[BEGIN]

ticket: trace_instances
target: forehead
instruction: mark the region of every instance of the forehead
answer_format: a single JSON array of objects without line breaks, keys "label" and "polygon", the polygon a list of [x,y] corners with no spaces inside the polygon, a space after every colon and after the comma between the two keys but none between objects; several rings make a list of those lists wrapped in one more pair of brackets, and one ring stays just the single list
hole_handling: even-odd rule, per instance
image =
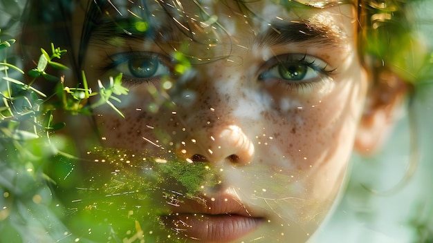
[{"label": "forehead", "polygon": [[[101,0],[96,4],[100,11],[88,14],[95,15],[92,18],[97,20],[136,18],[152,27],[175,23],[178,28],[193,33],[194,30],[208,28],[209,32],[212,28],[221,28],[230,33],[230,27],[241,23],[248,26],[253,31],[260,32],[275,22],[313,19],[317,23],[326,20],[328,25],[333,25],[332,21],[337,16],[353,17],[353,12],[342,10],[342,6],[356,6],[353,1]],[[222,23],[225,24],[221,26]]]}]

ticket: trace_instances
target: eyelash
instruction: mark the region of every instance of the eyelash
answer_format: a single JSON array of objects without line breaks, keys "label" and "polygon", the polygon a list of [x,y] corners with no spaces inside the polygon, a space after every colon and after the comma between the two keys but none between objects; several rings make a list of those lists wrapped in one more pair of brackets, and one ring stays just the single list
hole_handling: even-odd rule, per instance
[{"label": "eyelash", "polygon": [[[110,59],[111,64],[103,69],[105,70],[116,70],[122,72],[124,81],[131,86],[139,85],[144,82],[154,84],[159,81],[163,77],[174,76],[173,68],[172,68],[173,66],[172,61],[170,61],[167,57],[158,53],[151,52],[118,53],[110,57]],[[148,64],[150,65],[156,65],[156,70],[154,72],[151,72],[149,77],[138,77],[138,75],[134,75],[135,71],[131,70],[132,62],[134,61],[138,61],[138,64],[142,61],[142,65],[145,62],[148,62]],[[154,62],[152,63],[152,61]],[[291,68],[291,69],[295,68],[295,70],[286,70],[286,75],[291,75],[300,70],[296,68],[302,69],[305,73],[303,73],[300,77],[293,76],[293,80],[289,80],[282,77],[282,68],[284,68],[284,65],[286,65],[286,68]],[[277,81],[279,84],[284,85],[291,90],[313,88],[331,78],[331,75],[335,69],[326,70],[327,68],[328,64],[325,61],[312,56],[300,54],[284,54],[267,61],[260,68],[261,70],[264,69],[264,71],[260,72],[258,79],[259,81],[268,84]],[[284,70],[282,69],[282,71]],[[146,70],[144,71],[144,72],[145,72]],[[164,73],[160,73],[161,72]],[[304,79],[307,75],[311,76],[311,72],[314,72],[313,75],[315,77]],[[298,72],[296,74],[297,75]],[[155,76],[155,75],[156,75]]]},{"label": "eyelash", "polygon": [[[158,53],[151,52],[131,52],[116,54],[111,56],[111,63],[103,68],[104,70],[116,70],[123,74],[124,81],[130,86],[139,85],[144,82],[156,83],[163,77],[172,76],[172,65],[168,58]],[[133,61],[137,61],[136,64]],[[142,68],[145,65],[153,65],[155,70],[139,70],[137,65],[141,61]],[[145,64],[147,62],[147,64]],[[137,68],[135,70],[133,68]],[[151,68],[152,67],[149,67]],[[139,72],[146,74],[149,72],[149,77],[140,77]],[[163,72],[163,73],[161,73]]]},{"label": "eyelash", "polygon": [[[294,70],[282,70],[286,68],[295,68]],[[304,68],[305,73],[300,77],[297,77],[299,69]],[[322,81],[331,78],[331,75],[335,69],[327,70],[328,64],[318,58],[300,54],[284,54],[276,56],[264,65],[261,70],[264,69],[259,75],[259,80],[264,82],[273,82],[277,81],[282,83],[289,90],[301,90],[305,88],[314,88]],[[294,75],[292,80],[283,77],[282,71],[286,71],[287,75]],[[307,75],[311,75],[311,72],[315,72],[314,77],[305,79]],[[273,72],[277,72],[277,75]]]}]

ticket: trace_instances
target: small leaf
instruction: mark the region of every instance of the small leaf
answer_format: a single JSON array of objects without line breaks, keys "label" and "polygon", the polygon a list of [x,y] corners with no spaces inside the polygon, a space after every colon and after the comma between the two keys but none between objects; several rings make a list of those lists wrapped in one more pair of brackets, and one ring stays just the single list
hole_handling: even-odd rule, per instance
[{"label": "small leaf", "polygon": [[48,63],[48,64],[50,64],[50,66],[52,66],[54,68],[56,69],[59,69],[59,70],[68,70],[69,69],[69,68],[68,68],[67,66],[62,64],[59,64],[58,62],[55,62],[55,61],[50,61]]},{"label": "small leaf", "polygon": [[58,122],[58,123],[56,123],[55,124],[53,125],[50,128],[50,130],[60,130],[60,129],[63,128],[66,125],[66,124],[64,123],[64,122]]},{"label": "small leaf", "polygon": [[[44,50],[44,49],[42,49],[42,50]],[[44,54],[41,55],[41,56],[39,57],[39,60],[37,62],[37,70],[42,72],[44,71],[45,69],[46,69],[46,66],[48,65],[48,59],[46,58],[45,55]]]},{"label": "small leaf", "polygon": [[33,133],[30,133],[23,130],[19,130],[13,133],[12,137],[12,139],[17,140],[30,140],[37,139],[39,137],[39,136]]},{"label": "small leaf", "polygon": [[27,72],[27,74],[28,75],[28,76],[34,78],[37,78],[41,76],[41,73],[36,68],[30,70],[30,71],[28,71],[28,72]]},{"label": "small leaf", "polygon": [[45,115],[45,119],[44,119],[44,126],[46,128],[49,128],[51,126],[51,122],[53,122],[53,114],[51,114],[51,110],[48,110]]},{"label": "small leaf", "polygon": [[52,82],[58,82],[59,81],[60,81],[60,79],[59,79],[58,77],[55,77],[55,76],[53,76],[51,75],[48,75],[46,72],[43,72],[42,73],[42,76],[45,78],[45,79],[48,80],[48,81],[50,81]]},{"label": "small leaf", "polygon": [[0,65],[5,66],[6,66],[8,68],[13,68],[13,69],[17,70],[18,72],[21,72],[22,74],[24,74],[24,72],[22,70],[19,69],[19,68],[18,68],[16,66],[14,66],[14,65],[12,65],[12,64],[7,64],[7,63],[5,63],[5,62],[0,62]]},{"label": "small leaf", "polygon": [[21,81],[17,80],[15,79],[12,79],[12,78],[9,77],[3,77],[3,79],[5,79],[5,80],[8,81],[10,82],[12,82],[12,83],[14,83],[14,84],[17,84],[22,86],[26,86],[26,84],[21,82]]}]

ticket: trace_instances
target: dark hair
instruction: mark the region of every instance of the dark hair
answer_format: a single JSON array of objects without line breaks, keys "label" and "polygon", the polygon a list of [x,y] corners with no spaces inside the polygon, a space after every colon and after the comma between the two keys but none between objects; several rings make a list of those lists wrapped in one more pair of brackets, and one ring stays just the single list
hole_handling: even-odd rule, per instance
[{"label": "dark hair", "polygon": [[[302,0],[292,1],[293,4],[310,8],[324,8],[335,4],[353,3],[356,1],[317,1],[313,3]],[[418,42],[416,35],[415,21],[411,19],[409,7],[420,1],[407,0],[359,0],[358,3],[359,21],[359,50],[365,65],[374,68],[387,67],[398,73],[403,79],[414,84],[418,78],[418,72],[423,61],[414,60],[425,57],[426,52],[414,53],[414,43]],[[224,1],[223,1],[224,2]],[[238,0],[239,8],[248,16],[255,14],[245,8],[245,1]],[[113,4],[107,0],[89,1],[87,6],[80,6],[80,1],[59,0],[28,0],[27,14],[24,19],[24,31],[22,36],[24,48],[28,50],[34,43],[48,46],[55,42],[59,46],[66,46],[71,52],[78,52],[77,59],[72,59],[71,64],[77,74],[80,73],[80,66],[82,61],[84,52],[87,45],[89,33],[93,27],[98,24],[98,16],[103,13],[100,7],[102,5]],[[143,3],[144,4],[144,3]],[[292,3],[291,3],[292,4]],[[113,8],[116,8],[113,6]],[[71,43],[71,20],[72,12],[77,8],[82,8],[88,14],[83,26],[80,50],[71,50],[73,45]],[[164,6],[163,6],[163,8]],[[171,14],[165,9],[167,14]],[[218,24],[218,23],[217,23]],[[41,32],[46,35],[41,35]],[[189,33],[185,35],[190,36]],[[35,52],[39,52],[39,47]],[[28,52],[34,55],[35,52]],[[32,57],[37,57],[33,55]],[[423,59],[423,57],[421,57]]]}]

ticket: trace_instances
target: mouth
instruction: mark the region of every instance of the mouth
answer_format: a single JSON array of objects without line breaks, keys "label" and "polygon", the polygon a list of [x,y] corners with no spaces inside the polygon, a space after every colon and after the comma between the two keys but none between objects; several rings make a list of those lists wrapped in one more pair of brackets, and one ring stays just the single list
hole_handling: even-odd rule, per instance
[{"label": "mouth", "polygon": [[161,216],[179,236],[205,242],[227,242],[254,231],[265,222],[252,215],[239,200],[230,196],[188,202]]}]

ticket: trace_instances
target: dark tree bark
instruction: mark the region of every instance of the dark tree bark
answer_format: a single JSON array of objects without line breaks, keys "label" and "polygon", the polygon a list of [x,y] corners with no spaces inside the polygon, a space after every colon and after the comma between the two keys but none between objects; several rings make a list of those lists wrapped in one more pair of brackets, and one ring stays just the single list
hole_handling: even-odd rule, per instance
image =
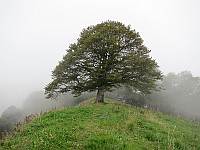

[END]

WRITTEN PROBLEM: Show every line of the records above that contains the string "tree", matching case exactly.

FINAL ANSWER:
target: dark tree bark
instruction: mark the region of every instance of the dark tree bark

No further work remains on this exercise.